#### [INSTRUCTIONS FOR THE TASK]
Copy out all of the following rows, requests included, and shift every bounding box coordinate in the answers by -47.

══════════════════════════════

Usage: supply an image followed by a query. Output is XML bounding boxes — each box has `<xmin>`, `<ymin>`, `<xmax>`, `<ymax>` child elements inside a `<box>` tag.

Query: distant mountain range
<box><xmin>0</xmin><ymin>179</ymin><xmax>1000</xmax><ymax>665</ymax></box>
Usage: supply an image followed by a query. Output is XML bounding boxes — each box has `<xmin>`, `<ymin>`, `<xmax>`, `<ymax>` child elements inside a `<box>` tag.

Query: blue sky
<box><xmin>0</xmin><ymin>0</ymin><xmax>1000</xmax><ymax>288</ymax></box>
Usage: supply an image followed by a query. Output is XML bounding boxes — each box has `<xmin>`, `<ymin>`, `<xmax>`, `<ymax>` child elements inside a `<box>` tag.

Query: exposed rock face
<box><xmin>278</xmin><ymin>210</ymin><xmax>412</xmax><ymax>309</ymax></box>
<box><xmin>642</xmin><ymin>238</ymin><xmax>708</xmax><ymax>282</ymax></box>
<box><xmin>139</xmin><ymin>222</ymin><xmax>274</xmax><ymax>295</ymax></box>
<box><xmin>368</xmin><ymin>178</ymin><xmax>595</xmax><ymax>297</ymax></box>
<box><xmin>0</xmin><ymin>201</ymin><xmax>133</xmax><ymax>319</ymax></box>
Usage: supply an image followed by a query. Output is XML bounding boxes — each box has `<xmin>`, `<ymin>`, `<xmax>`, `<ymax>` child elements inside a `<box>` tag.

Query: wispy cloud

══════════════════════════════

#### [RESULT OF THE EXERCISE]
Usage: supply an image followed by a query. Output is XML bounding boxes — each box has `<xmin>`, `<ymin>`, `<xmax>`, `<ymax>` child elements inside a `<box>` tag.

Query: distant mountain range
<box><xmin>-47</xmin><ymin>132</ymin><xmax>953</xmax><ymax>618</ymax></box>
Usage: supply an image followed by a query. Output is XML bounding boxes — each box has `<xmin>`, `<ymin>`, `<xmax>`, `<ymax>` child elements inside a `<box>` tag.

Query: blue sky
<box><xmin>-47</xmin><ymin>-47</ymin><xmax>953</xmax><ymax>241</ymax></box>
Usage: supply an image followed by a query. Output is XML bounding boxes — each box has `<xmin>`, `<ymin>`, `<xmax>`, `<ymax>` child elements inside a `<box>` tag.

Query: exposed rock face
<box><xmin>231</xmin><ymin>163</ymin><xmax>365</xmax><ymax>262</ymax></box>
<box><xmin>595</xmin><ymin>191</ymin><xmax>661</xmax><ymax>235</ymax></box>
<box><xmin>92</xmin><ymin>175</ymin><xmax>227</xmax><ymax>248</ymax></box>
<box><xmin>321</xmin><ymin>131</ymin><xmax>548</xmax><ymax>250</ymax></box>
<box><xmin>-47</xmin><ymin>154</ymin><xmax>86</xmax><ymax>272</ymax></box>
Usage: supply an image followed by a query. Output is XML bounding boxes — each box has `<xmin>`, `<ymin>`, `<xmax>`, `<ymax>` child elements inside a `<box>` tag.

Query: wispy cloud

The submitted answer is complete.